Extract every line of the material below and reproduce it faithfully.

----------

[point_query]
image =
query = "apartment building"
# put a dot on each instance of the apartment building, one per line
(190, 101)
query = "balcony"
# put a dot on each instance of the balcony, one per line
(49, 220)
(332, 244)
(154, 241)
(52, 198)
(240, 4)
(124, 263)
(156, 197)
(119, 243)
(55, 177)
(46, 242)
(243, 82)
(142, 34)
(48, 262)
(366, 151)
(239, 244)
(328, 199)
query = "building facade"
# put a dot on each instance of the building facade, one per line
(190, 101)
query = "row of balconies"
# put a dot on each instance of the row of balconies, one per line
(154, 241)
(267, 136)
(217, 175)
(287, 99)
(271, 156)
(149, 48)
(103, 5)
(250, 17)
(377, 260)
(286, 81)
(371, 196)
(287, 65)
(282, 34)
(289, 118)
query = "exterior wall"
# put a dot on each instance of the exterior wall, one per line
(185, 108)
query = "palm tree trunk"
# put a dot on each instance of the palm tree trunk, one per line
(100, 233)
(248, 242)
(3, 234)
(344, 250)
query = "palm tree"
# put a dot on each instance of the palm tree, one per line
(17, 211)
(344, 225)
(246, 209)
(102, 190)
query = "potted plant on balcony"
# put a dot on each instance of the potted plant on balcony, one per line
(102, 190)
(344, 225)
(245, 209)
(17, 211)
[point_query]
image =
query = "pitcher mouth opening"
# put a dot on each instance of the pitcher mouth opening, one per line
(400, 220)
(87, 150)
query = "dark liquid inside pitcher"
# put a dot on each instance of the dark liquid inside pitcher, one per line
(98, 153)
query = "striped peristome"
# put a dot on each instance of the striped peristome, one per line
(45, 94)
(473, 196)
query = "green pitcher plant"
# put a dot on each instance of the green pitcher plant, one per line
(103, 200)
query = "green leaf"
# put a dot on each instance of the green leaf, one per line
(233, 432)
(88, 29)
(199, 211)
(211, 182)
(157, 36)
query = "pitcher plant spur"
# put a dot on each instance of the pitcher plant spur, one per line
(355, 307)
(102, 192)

----------

▶ _Exercise result_
[point_query]
image =
query = "apartment building"
# put a dot on each instance of the apartment building, one per line
(190, 101)
query = "balcony"
# put a dot on each instance of the balcony, one per line
(49, 220)
(332, 244)
(154, 241)
(52, 198)
(240, 4)
(124, 263)
(156, 197)
(119, 243)
(55, 177)
(46, 242)
(243, 82)
(142, 34)
(48, 262)
(366, 151)
(239, 244)
(328, 199)
query = "building facade"
# put a dot on each instance of the building facade, one per line
(190, 101)
query = "row of balconies"
# put a dot on each instance of the row of balconies, one per line
(154, 241)
(267, 136)
(217, 175)
(287, 99)
(271, 156)
(149, 48)
(103, 5)
(250, 17)
(377, 260)
(286, 81)
(371, 196)
(287, 65)
(282, 34)
(289, 118)
query = "exterior wall"
# put a dot on each instance of the exterior wall, one per line
(185, 108)
query = "palm tree trunk"
# put a dot on each instance of the palm tree trunk, one per line
(100, 233)
(248, 242)
(3, 234)
(344, 250)
query = "palm tree"
# put a dot on each instance of the palm tree, one per line
(17, 211)
(344, 225)
(246, 209)
(102, 190)
query = "potted plant on balcony"
# put a dot on each instance of the potted plant on balcony, one per line
(102, 190)
(344, 225)
(245, 209)
(17, 211)
[point_query]
image =
query = "pitcher mouth opening"
# put a dot on each instance of the pitcher mouth opening, one per line
(400, 220)
(87, 150)
query = "dark liquid inside pitcher"
# put a dot on each instance of the dark liquid inside pitcher, one per line
(98, 153)
query = "striped peristome"
# put a dot on each instance of the striped peristome, one per line
(45, 94)
(473, 196)
query = "green pitcher plant"
# put a dot on each instance of the green pitcher plant, one per line
(103, 200)
query = "green leaf"
# put a dot on each instance of the green leaf, one per line
(233, 432)
(88, 29)
(199, 211)
(211, 182)
(157, 36)
query = "pitcher plant spur"
# put a dot on each instance of the pitcher plant spur, one per line
(355, 307)
(102, 192)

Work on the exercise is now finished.